⟨
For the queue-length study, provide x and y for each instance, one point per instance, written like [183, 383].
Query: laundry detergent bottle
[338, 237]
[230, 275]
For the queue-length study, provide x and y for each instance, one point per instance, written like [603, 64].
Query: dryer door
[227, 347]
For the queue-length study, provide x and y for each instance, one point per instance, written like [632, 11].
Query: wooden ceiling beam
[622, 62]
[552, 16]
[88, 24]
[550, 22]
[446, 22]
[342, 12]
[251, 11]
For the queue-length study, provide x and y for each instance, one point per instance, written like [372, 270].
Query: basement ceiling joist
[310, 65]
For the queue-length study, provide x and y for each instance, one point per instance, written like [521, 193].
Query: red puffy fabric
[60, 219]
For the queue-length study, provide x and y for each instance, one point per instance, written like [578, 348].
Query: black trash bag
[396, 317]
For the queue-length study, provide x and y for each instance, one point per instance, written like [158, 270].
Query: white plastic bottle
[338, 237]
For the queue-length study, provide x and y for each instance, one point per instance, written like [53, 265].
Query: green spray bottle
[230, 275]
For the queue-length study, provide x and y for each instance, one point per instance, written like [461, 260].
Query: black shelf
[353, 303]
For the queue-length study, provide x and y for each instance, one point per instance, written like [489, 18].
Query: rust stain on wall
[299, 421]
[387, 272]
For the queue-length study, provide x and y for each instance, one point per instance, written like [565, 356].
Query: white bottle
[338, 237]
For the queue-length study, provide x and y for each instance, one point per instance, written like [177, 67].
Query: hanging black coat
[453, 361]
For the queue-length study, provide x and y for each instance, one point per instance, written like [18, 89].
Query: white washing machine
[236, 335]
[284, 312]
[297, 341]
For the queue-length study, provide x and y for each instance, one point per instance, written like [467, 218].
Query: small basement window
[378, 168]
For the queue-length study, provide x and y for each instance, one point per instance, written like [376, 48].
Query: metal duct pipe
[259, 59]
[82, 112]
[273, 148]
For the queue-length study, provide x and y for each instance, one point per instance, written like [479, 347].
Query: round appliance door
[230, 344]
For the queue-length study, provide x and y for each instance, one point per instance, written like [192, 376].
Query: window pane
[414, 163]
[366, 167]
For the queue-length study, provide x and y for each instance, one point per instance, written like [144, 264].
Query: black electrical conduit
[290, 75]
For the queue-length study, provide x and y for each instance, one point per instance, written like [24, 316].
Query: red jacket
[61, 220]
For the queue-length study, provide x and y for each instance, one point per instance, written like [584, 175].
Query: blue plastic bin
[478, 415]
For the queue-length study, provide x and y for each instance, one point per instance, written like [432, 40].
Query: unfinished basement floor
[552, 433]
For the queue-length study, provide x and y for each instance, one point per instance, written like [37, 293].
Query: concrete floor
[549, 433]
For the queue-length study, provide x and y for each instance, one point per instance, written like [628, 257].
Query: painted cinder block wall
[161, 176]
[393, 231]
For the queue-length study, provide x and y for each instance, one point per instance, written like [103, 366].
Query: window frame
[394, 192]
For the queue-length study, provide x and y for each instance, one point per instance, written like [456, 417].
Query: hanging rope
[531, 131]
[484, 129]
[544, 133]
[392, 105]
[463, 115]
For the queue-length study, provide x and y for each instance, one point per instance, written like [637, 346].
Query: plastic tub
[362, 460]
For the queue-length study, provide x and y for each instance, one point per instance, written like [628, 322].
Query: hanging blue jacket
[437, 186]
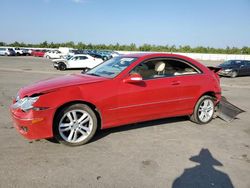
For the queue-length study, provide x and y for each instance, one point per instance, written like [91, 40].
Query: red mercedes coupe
[123, 90]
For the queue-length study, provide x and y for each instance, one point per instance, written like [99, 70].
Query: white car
[83, 61]
[18, 51]
[53, 54]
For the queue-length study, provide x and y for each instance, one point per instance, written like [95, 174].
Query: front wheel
[75, 125]
[234, 74]
[204, 110]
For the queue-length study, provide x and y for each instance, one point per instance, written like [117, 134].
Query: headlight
[25, 103]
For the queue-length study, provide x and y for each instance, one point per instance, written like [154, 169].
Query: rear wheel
[62, 66]
[75, 125]
[204, 110]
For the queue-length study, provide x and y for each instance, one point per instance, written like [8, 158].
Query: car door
[156, 96]
[247, 67]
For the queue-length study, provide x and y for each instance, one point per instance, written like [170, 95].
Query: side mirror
[133, 78]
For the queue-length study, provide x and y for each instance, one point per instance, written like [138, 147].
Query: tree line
[134, 47]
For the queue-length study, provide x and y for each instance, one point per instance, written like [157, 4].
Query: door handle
[176, 83]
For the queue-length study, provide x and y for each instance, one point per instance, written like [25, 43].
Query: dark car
[234, 68]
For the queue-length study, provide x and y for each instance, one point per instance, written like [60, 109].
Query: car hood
[52, 84]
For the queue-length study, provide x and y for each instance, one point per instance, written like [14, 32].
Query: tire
[67, 130]
[234, 74]
[204, 110]
[86, 69]
[62, 66]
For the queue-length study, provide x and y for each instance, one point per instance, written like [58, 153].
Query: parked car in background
[38, 53]
[54, 54]
[18, 51]
[123, 90]
[234, 68]
[83, 61]
[26, 52]
[6, 51]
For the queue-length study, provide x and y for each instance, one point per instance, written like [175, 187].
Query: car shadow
⟩
## EXERCISE
Your answer should be every line above, written out exactly, with no pictures.

## TASK ANSWER
For the queue-length study, provide x and y for each instance, one point per instance, written like [183, 383].
Query: laundry detergent bottle
[338, 237]
[230, 275]
For the queue-length study, provide x and y for each instance, one point per instance, written like [603, 64].
Query: dryer door
[227, 347]
For the queue-length study, provide x and y for each instance, one point per instance, written like [632, 11].
Query: wooden ceiling beam
[622, 62]
[552, 16]
[88, 24]
[550, 22]
[446, 22]
[342, 12]
[251, 11]
For the queue-length study, provide x and y for each instance, one point per instance, written like [372, 270].
Query: basement ceiling joist
[310, 65]
For the queue-length study, provide x and y for each instance, one point per instance, written like [521, 193].
Query: red puffy fabric
[60, 219]
For the queue-length study, provide x and y for each instance, one point per instance, written like [578, 348].
Query: black trash bag
[396, 317]
For the queue-length study, provide x and y for each instance, one point per instance, written like [158, 270].
Query: white plastic bottle
[338, 237]
For the queue-length study, provide x and y for each instance, one point per instance, written like [53, 265].
Query: green spray bottle
[230, 275]
For the queue-length study, provide x and y for each instance, one point per instance, written like [461, 260].
Query: black shelf
[353, 303]
For the queue-length study, provide x and y for each instance, one point per instance, written like [489, 18].
Query: rust stain on wall
[299, 421]
[387, 272]
For the queue-length study, provide x and y for each instance, one point per instance, written like [565, 356].
Query: white bottle
[338, 237]
For the queue-length study, provide x and y for each instance, one point per instance, written like [177, 67].
Query: hanging black coat
[453, 361]
For the queue-length study, provide x and y for each instance, one point per instance, written like [18, 89].
Query: white washing machine
[236, 335]
[284, 312]
[297, 341]
For the queue-length study, provide x and y for each instance, one point per instance, written like [467, 218].
Query: small basement window
[378, 168]
For the queue-length study, provide x and y for each instance, one point per instance, written like [376, 48].
Query: metal duct pipe
[259, 59]
[82, 112]
[273, 148]
For the queue-length study, provide x and y for each instance, one point per instance, written like [479, 347].
Query: round appliance door
[230, 344]
For the queue-length study, provide x and y for each instance, one point per instance, written like [192, 376].
Query: window pane
[414, 163]
[366, 167]
For the queue-length study, provide x and y for each instance, one point per instance, written like [144, 264].
Query: black electrical conduit
[290, 75]
For the queue-length study, provide x and y for each instance, one point per instance, written like [24, 316].
Query: red jacket
[61, 220]
For the queue-length study, provide x and y for each instance, one point per instance, written like [584, 175].
Query: blue plastic bin
[478, 415]
For the queue-length study, provide x and y for each instance, one point per instance, written like [432, 40].
Query: unfinished basement floor
[552, 433]
For the queue-length study, provide x and y for each instance, one point per instance, written like [37, 293].
Query: concrete floor
[549, 433]
For the queue-length study, provide x and y for each instance, one point per instance, written like [628, 257].
Query: painted cinder block wall
[161, 176]
[393, 231]
For the queue-length study, provide x and y for each instance, one point per instance, written like [103, 366].
Query: window frame
[394, 192]
For the queue-length study, provide x and y for each instance, one point per instance, written like [456, 417].
Query: hanging rope
[531, 131]
[484, 129]
[544, 133]
[392, 105]
[463, 115]
For the queue-length study, provide x and y for each instance, one point per instance, written like [637, 346].
Query: plastic tub
[362, 460]
For the queue-length study, provide x and y for each instance, one point per instance, written like [628, 322].
Query: hanging blue jacket
[437, 186]
For the queue-length study, provide x and y for each instance, one point per instance, written like [91, 40].
Query: red mercedes coupe
[123, 90]
For the queue-length study, provide x and y for each instance, one point per instance, written like [99, 70].
Query: white car
[83, 61]
[18, 51]
[53, 54]
For the queue-length study, provide x and y for each instance, one point per instance, written like [95, 174].
Query: front wheel
[75, 125]
[234, 74]
[204, 110]
For the queue-length study, provide x and y for each instance, one point per instance, written like [117, 134].
Query: headlight
[25, 103]
For the queue-length study, provide x and y for each instance, one point per instance, written like [154, 169].
Query: rear wheel
[62, 66]
[75, 125]
[204, 110]
For the queue-length study, provide x and y for each instance, one point per instance, written like [8, 158].
Query: car door
[156, 96]
[247, 67]
For the queue-length study, provide x and y for each instance, one point per instance, written like [170, 95].
Query: side mirror
[133, 78]
For the queue-length study, provide x and y for each instance, one point per instance, written like [138, 147].
Query: tree line
[134, 47]
For the queue-length study, provide x and y for each instance, one point per instance, written like [157, 4].
Query: door handle
[176, 83]
For the queue-length study, provide x and y for each instance, one point per instance, written like [25, 43].
Query: dark car
[234, 68]
For the queue-length study, provide x and y for each instance, one point per instance, written like [60, 109].
Query: car hood
[52, 84]
For the queue-length study, provide x and y for each instance, one point per instance, written like [14, 32].
Query: tire
[67, 130]
[234, 74]
[204, 110]
[86, 69]
[62, 66]
For the queue-length study, provide x and y for each instance, one point per instance, written like [58, 153].
Query: parked car in background
[38, 53]
[54, 54]
[18, 51]
[123, 90]
[234, 68]
[83, 61]
[26, 52]
[6, 51]
For the queue-length study, provide x and y for each instance, one point per instance, written like [175, 187].
Query: car shadow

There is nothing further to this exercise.